> Texto proporcionado

*****

Capitanes de la mar bravía
Hugo L. del Río

Monterrey.- Como Monterrey no hay dos. Almirantes van y almirantes vienen, y ninguno de los capitanes de la mar bravía ha sido capaz de hundir la nave del desmadre de la circulación vial. Nada más voy a citar tres puntos donde la corrupción y su hermana gemela, la ineficacia, ponen en peligro la vida del peatón.

Empezamos con el crucero de Bolívar y Madero. Hay semáforos muy coquetos, con flecha de preferencia y toda la cosa. Pero, oh, decepción: esta tecnología, de punta en Monterrey y África, es para beneficio de automovilistas y choferes. A los de a pie, que nos lleve el catre. Si la familia dueña por un sexenio de esta monarquía republicana nos considera prole envidiosa, por qué han de contradecir los marinos, en su disciplina de guerra, esta sabia conclusión.

Los de a pie nos tenemos que cuidar de automotores que circulan sobre Bolívar de norte a sur y viceversa, así como los que vienen sobre la Calzada de oriente a poniente y de poniente a oriente. Me pregunto si Sor Margarita está esperando que se ahogue el niño para tapar el pozo.

*****

> Registros
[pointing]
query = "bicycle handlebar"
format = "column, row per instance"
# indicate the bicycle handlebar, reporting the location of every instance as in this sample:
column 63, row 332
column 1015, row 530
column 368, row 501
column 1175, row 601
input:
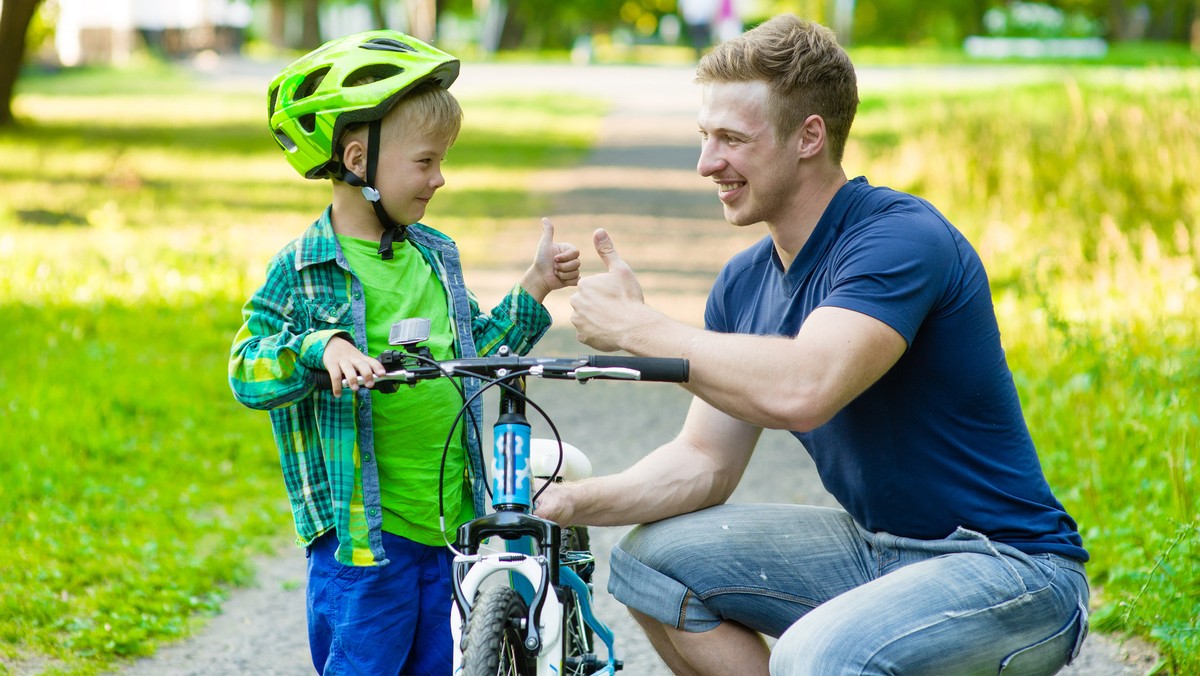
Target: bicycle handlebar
column 582, row 369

*****

> Tarea A
Responda según el texto proporcionado:
(i) ¿Cuántos puntos peligrosos para el peatón anuncia el autor que va a citar?
(ii) ¿En qué crucero empieza el recorrido?
(iii) ¿Qué tienen los semáforos de ese crucero, además de ser "muy coquetos"?
> Tarea B
Enumere todas las calles o vías que se nombran en el texto proporcionado, sin repetir ninguna.
Los registros son un material aparte del texto proporcionado.

> Respuesta A
(i) Tres puntos.
(ii) En el crucero de Bolívar y Madero.
(iii) Tienen flecha de preferencia.

> Respuesta B
Bolívar, Madero y la Calzada.